** START Raw data **

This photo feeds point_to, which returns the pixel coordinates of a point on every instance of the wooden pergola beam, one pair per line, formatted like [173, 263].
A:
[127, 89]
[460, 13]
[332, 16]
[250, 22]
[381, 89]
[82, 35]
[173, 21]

** END Raw data **

▸ **Short task**:
Copy out the rows above again, switching "wooden" to "timber" and leaving every other word unchanged.

▸ **Response**:
This photo feeds point_to, which returns the pixel coordinates of a point on every instance of the timber pergola beam, one pair per line, formatted like [173, 263].
A:
[127, 89]
[460, 13]
[332, 16]
[250, 22]
[381, 89]
[82, 35]
[173, 21]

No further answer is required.